YOUR TASK: Starting with the line that contains "of the exposed" and going on through the end of the items, reproduce those lines with "cliff face" changed to "rock wall" and everything else left as it is.

>> Start

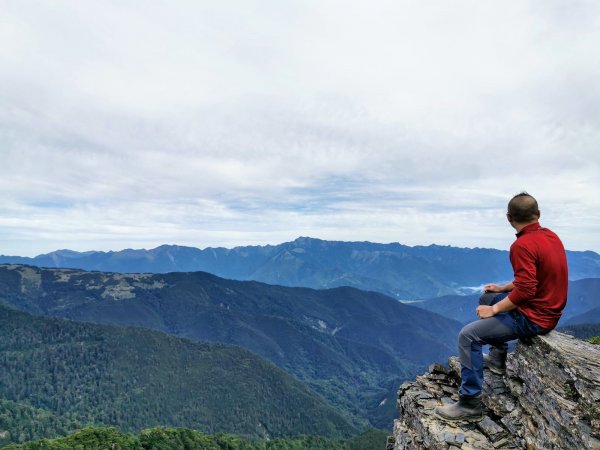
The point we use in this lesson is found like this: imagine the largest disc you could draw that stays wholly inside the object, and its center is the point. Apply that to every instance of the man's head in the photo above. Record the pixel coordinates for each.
(522, 209)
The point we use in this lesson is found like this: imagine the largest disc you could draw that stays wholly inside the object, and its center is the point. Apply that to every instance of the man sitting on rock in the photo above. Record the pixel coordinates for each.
(533, 306)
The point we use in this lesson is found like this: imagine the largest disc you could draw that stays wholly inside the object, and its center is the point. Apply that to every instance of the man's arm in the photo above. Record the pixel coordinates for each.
(504, 305)
(499, 287)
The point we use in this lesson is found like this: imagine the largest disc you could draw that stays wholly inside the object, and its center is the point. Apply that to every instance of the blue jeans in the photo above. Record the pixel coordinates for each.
(495, 331)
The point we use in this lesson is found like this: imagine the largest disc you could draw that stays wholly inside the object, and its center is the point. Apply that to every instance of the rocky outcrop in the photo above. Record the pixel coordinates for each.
(548, 399)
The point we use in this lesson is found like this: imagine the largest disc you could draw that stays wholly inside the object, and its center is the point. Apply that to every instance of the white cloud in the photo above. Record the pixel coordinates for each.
(208, 123)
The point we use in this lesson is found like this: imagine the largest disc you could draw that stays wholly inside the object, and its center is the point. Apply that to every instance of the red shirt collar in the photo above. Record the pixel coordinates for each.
(529, 228)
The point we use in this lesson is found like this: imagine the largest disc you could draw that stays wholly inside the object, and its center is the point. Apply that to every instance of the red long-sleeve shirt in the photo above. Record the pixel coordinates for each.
(541, 276)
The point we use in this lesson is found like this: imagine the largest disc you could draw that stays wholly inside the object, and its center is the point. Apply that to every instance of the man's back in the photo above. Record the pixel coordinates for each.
(541, 275)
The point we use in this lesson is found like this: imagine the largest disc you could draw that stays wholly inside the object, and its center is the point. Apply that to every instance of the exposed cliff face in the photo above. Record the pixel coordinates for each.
(548, 399)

>> End

OUTPUT FOR THIS EXERCISE:
The point we use in this lesson is found like this: imagine the largest disc you could draw that stays wholly inside the object, and its center is the point. Apply that to every instance of the exposed rock wall in the photo above. Record the pixel coordinates for each.
(548, 399)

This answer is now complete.